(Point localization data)
+===+
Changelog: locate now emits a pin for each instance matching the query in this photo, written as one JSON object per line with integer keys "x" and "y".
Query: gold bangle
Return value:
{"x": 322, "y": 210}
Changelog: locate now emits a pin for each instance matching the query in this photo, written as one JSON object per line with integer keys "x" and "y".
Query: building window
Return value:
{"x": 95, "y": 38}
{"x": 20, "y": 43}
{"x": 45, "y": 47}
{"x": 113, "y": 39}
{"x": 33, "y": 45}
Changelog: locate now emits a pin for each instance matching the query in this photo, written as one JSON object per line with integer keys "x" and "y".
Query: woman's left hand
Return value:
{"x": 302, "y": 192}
+===+
◆ **WHAT YOU SHOULD DO**: Reproduce exactly, with nothing added, the lines from the one that contains "Query: building window" to the end of the data.

◆ **SOLUTION**:
Query: building window
Return value:
{"x": 95, "y": 38}
{"x": 20, "y": 43}
{"x": 45, "y": 47}
{"x": 113, "y": 39}
{"x": 33, "y": 45}
Changelog: locate now emits a pin for each instance matching the query in this photo, written as one JSON object per line with integer keys "x" and "y".
Query: woman's left hand
Return value:
{"x": 302, "y": 192}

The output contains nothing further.